DESCRIZIONE DEL PROBLEMA
Nel testo su Pia Pera, con quale editore esce nel 2003 L’orto di un perdigiorno?

SEZIONE DEL DOCUMENTO
Lo volevo, ma non sapevo bene a che scopo. A vederlo rovinare mi si stringeva il cuore. Non avevo però considerato che la casa, e soprattutto la terra, avrebbero trasformato la mia vita decidendo loro al mio posto.
Comincia così la vita di Pia Pera dedicata alla terra e alle piante.
Intorno al 2000 acquisisce un podere di famiglia in Lucchesia, vi si trasferisce e giorno dopo giorno sperimenta, pian piano conosce davvero quegli spazi in cui camminava da bambina, ma dove non aveva mai, davvero fatto crescere qualcosa.
Decide di iniziare dall’orto, dividendo un pezzo di terra in quadranti e delineando sentieri e aiuole. Nel frattempo, raccoglie tutte le sensazioni, le idee, i successi e i fallimenti in L’orto di un perdigiorno. Confessioni di un apprendista ortolano, volume che uscirà nel 2003 per Ponte alle Grazie e che cambierà per sempre il corso delle cose.
Clara e io abbiamo scelto questo libro, per il secondo appuntamento di Giardini Letterari, perché la sua autrice è una figura tra le più interessanti nel panorama del gardening italiano e la sua prematura scomparsa (avvenuta nel 2016 a soli 60 anni) rappresenta a tutt’oggi una perdita di potenziale immensa: spesso mi interrogo su quali altri splendidi progetti avrebbe potuto lavorare e quali altri suoi libri avremmo avuto il piacere di leggere.
Inoltre, l’orto è una delle grandi presenze nella vita di tutti noi, soprattutto nel mese di luglio: chi ha un orto è alle prese con abbondanti raccolti; chi un orto non ce l’ha comincia a domandarsi dove poter trovare dei buoni pomodori per la passata stagionale.
Di luglio i fiori più belli, più grandi, sgargianti e gloriosi stanno nell’orto. Sono i fiori di zucche e zucchini: giallo aranciato vibrante di luce incarnata.
L’orto di un perdigiorno è la raccolta stagionale dei frutti di Pia Pera, ovvero la narrazione, scandagliata dal tempo di un anno di ciò che accade nel suo orto appena acquisito.
Si parte in autunno, con la preparazione del terreno e l’impianto dei bulbi autunnali, quei bulbi che tanto ricordano all’autrice Il giardino segreto e che lei decide di impiantare un po’ ovunque.
Poi, da gennaio ad agosto, è tutto un susseguirsi di eventi.

Voci archiviate:
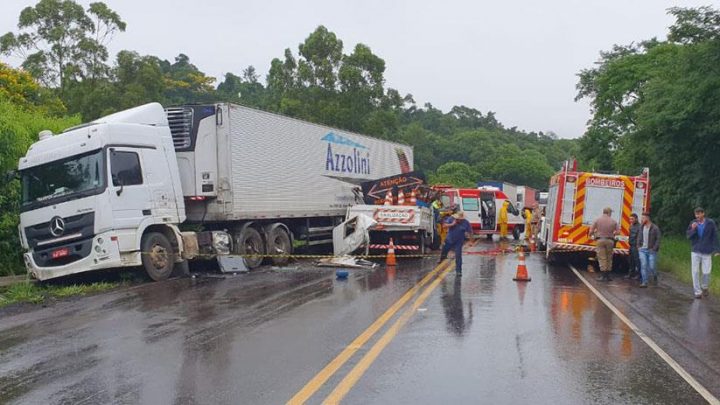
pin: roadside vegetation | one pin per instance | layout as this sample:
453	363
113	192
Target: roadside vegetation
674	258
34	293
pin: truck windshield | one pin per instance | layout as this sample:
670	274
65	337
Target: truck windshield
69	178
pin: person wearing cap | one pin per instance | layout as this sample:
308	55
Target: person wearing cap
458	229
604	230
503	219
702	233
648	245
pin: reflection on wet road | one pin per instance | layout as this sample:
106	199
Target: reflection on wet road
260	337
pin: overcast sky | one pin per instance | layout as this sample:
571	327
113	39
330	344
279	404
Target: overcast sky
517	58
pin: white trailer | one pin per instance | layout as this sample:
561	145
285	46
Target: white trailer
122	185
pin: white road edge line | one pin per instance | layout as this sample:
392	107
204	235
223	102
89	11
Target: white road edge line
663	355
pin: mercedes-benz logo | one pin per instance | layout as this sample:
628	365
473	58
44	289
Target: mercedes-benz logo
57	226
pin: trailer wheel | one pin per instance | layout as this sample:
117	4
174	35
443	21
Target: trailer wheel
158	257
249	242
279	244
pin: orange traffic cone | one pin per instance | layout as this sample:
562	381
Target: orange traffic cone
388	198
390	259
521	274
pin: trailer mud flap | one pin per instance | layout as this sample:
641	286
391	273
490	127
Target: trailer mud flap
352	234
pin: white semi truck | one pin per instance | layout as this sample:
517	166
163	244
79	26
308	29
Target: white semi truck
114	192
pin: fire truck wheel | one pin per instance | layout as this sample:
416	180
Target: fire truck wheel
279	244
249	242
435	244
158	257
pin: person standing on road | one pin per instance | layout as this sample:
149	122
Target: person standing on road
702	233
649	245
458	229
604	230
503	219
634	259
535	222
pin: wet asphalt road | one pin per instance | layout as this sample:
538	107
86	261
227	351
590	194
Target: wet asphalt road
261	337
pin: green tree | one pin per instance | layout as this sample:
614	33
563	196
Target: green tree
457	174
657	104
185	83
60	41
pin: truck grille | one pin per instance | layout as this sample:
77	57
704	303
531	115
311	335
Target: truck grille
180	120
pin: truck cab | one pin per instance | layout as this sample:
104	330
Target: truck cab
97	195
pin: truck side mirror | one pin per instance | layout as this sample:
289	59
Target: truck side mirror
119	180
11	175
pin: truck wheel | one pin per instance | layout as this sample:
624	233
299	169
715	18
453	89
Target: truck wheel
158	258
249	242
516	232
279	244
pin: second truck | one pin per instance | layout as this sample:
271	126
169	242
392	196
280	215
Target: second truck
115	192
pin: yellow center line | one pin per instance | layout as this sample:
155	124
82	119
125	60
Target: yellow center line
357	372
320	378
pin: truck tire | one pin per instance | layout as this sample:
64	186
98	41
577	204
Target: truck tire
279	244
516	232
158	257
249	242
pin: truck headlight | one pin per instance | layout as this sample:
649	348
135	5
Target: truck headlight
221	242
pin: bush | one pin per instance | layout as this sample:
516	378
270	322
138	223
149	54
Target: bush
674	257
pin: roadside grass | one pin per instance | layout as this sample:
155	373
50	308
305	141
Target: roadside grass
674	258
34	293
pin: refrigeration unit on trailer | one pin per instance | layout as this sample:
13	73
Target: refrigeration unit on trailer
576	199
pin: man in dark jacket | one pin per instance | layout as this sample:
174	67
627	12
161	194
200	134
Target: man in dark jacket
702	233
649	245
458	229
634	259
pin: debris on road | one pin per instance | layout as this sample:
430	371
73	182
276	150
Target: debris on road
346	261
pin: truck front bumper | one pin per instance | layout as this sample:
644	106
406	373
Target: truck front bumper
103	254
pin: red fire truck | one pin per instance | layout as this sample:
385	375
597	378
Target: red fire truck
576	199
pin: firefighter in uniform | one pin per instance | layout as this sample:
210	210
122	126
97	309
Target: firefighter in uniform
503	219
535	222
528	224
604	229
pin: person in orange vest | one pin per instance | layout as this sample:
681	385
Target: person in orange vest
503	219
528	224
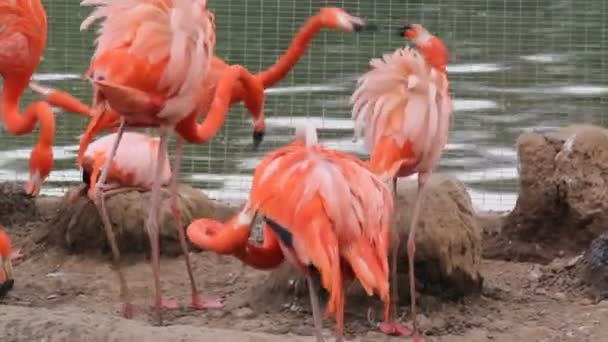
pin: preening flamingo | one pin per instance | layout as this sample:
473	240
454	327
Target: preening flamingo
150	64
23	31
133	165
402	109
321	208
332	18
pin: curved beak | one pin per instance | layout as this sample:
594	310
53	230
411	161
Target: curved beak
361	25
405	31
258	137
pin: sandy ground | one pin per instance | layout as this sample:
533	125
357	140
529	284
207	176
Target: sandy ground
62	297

RISPOSTA SVOLTA
Con Ponte alle Grazie.